§ **Data supplied**
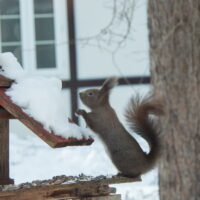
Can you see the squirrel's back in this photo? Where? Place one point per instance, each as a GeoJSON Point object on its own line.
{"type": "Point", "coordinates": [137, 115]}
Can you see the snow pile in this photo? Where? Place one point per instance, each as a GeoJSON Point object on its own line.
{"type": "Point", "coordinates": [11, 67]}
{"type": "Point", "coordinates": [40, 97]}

==

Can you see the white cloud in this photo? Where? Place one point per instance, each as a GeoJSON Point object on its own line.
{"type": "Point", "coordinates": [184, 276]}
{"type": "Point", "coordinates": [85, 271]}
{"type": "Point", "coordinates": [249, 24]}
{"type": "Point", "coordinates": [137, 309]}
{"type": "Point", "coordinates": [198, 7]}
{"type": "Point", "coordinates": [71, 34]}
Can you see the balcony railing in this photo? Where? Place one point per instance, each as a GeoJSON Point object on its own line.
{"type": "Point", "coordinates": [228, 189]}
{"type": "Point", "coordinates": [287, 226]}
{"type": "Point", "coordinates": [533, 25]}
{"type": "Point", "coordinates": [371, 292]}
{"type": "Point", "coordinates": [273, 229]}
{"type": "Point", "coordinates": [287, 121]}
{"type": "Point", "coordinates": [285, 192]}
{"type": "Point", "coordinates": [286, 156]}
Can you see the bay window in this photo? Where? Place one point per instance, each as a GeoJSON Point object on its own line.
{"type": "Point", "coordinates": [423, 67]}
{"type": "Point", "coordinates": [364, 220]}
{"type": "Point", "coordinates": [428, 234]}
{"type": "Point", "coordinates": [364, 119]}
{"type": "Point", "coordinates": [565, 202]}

---

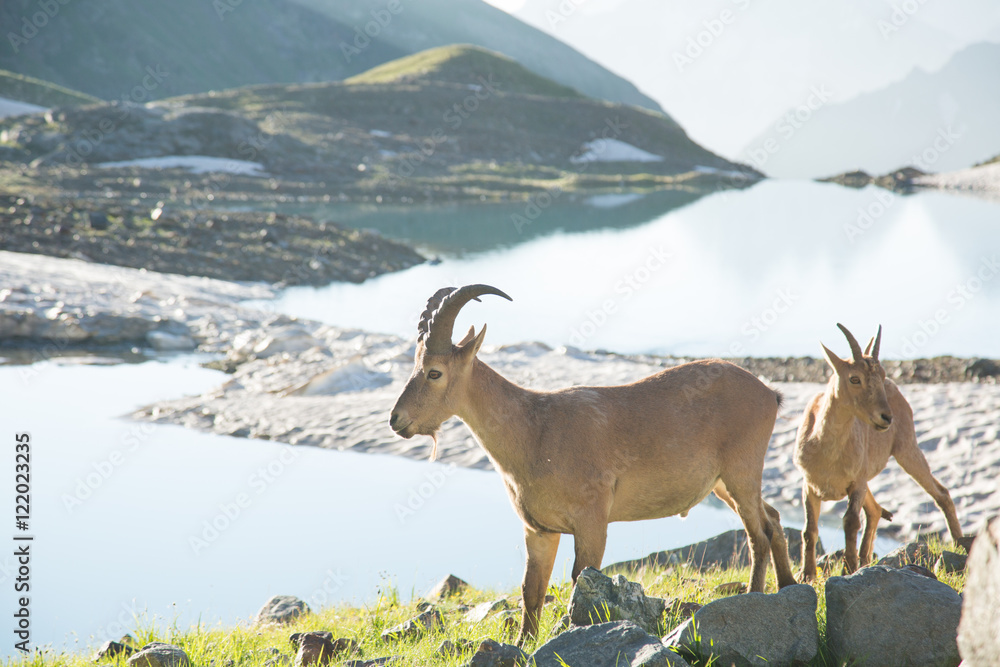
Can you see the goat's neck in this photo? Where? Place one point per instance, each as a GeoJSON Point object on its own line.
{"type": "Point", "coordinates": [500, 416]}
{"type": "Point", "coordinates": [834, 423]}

§ **What you need to do**
List every line in the records above that contains the word "neck", matching case exactly.

§ **Written solution**
Can you see the goat's neck in this photo? Where? Place one point per instance, each as a GeoJSON Point object on its own line.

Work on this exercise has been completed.